» **Work request 1**: In the passage on breweries and the pandemic, how many brewery closings has the writer reported on?
» **Work request 2**: Using the passage on breweries and the pandemic, explain why breweries and their taprooms are especially vulnerable to the pandemic's economic damage.

Be a good American. Congress needs to hear from you. Tell them to keep the USA open for business and then immediately pass an economic relief package targeting our nation’s small businesses. Tell them that they must do it. Tell them to step up and put America first.

Where Breweries Fit Into the Conversation

The pandemic has devastated all sorts of businesses. Breweries are not immune. In fact, like restaurants, they are particularly vulnerable. The local brewery’s taproom is often called “the heart of the community,” or “a community hub.” Breweries are places where people gather and socialize, share tables with strangers, and swap stories with new and old friends. In our pandemic-impacted world, such behavior is dangerous and foolish.

In other words, breweries and their taprooms are perfectly positioned to suffer because of COVID-prevention protocols, regardless of whether those safety measures are mandated by the state or mandated by common sense and medical science. (Please read that last sentence again, slowly.)

That sucks, but it is reality. It is true. By their very nature, restaurants, brewpubs, bars, and brewery taprooms are especially susceptible to the economic ravages of the pandemic. Not just because people cannot go to the local bar and spit in each other’s faces, but because a lot, a lot, a lot of people would not go do that even if the authorities allowed it.

In recent weeks I’ve shared too many stories about breweries closing, but not nearly so many as I feared. Four breweries recently announced they’re closing. Someone commented on Facebook recently, “So sad to see all these breweries closing.”

At this point, to say “all these breweries closing” might be a bit of theater. I’ve only reported on four closings, and at least one was completely unrelated to the pandemic. However, I do fear for what the near future may hold if our elected officials don’t get off their butts and do something meaningful.

As far as the politics go, you and I could get into a cute little tickle war. We could get into a slap fight, with you blaming one political party and me blaming the other. That is useless. That contributes to the problem and accomplishes nothing of value. Digging our heels in along party or ideological lines only tightens the gridlock.

I urge you to contact your elected officials in Washington D.C. and in Olympia and tell them that you want them to move forward with any and all relief measures. This time, make sure the relief goes where it is most needed—small businesses like the breweries we love.

» **Image point grounding items**:
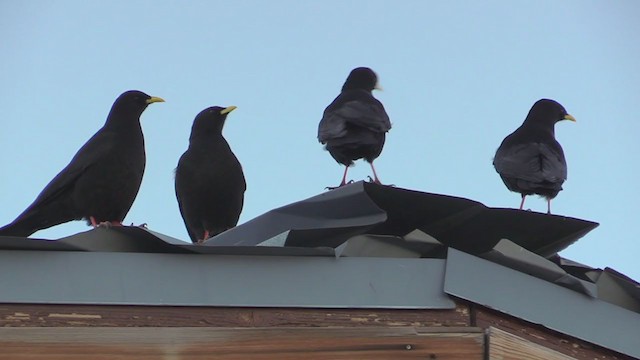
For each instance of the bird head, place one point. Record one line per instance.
(130, 105)
(210, 120)
(549, 112)
(361, 78)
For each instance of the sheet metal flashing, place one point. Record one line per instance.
(529, 298)
(221, 280)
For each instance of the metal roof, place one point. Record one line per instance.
(359, 246)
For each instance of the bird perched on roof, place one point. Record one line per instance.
(355, 124)
(210, 184)
(530, 160)
(103, 178)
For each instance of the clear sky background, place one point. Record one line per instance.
(458, 76)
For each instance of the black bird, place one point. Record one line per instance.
(354, 125)
(210, 183)
(530, 160)
(101, 181)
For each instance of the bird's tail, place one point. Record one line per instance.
(17, 228)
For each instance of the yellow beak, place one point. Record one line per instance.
(228, 110)
(153, 99)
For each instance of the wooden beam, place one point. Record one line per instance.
(506, 346)
(248, 343)
(486, 318)
(17, 315)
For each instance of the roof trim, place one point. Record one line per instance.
(541, 302)
(221, 280)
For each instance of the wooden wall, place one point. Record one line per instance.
(147, 332)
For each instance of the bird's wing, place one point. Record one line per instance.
(89, 154)
(535, 162)
(366, 112)
(180, 185)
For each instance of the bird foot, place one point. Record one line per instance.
(341, 185)
(108, 224)
(376, 181)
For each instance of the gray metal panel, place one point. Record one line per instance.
(540, 302)
(220, 280)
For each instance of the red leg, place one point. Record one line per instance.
(375, 176)
(522, 202)
(344, 176)
(204, 238)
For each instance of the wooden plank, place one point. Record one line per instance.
(506, 346)
(485, 318)
(246, 343)
(16, 315)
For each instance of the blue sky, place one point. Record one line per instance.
(458, 76)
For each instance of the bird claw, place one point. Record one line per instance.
(374, 181)
(108, 224)
(341, 185)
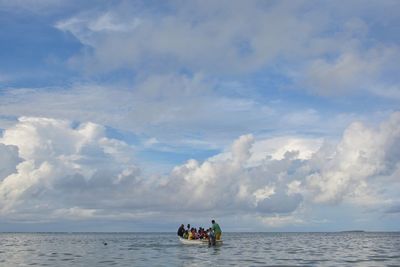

» **Exercise result 1**: Four, and at least one of them was completely unrelated to the pandemic.

» **Exercise result 2**: Taprooms are community hubs where people gather, socialize, share tables with strangers and swap stories, and during the pandemic that behavior is dangerous. COVID-prevention measures, whether required by the state or by common sense and medical science, therefore hit them hard. Many people would also stay away even if the authorities allowed them to go.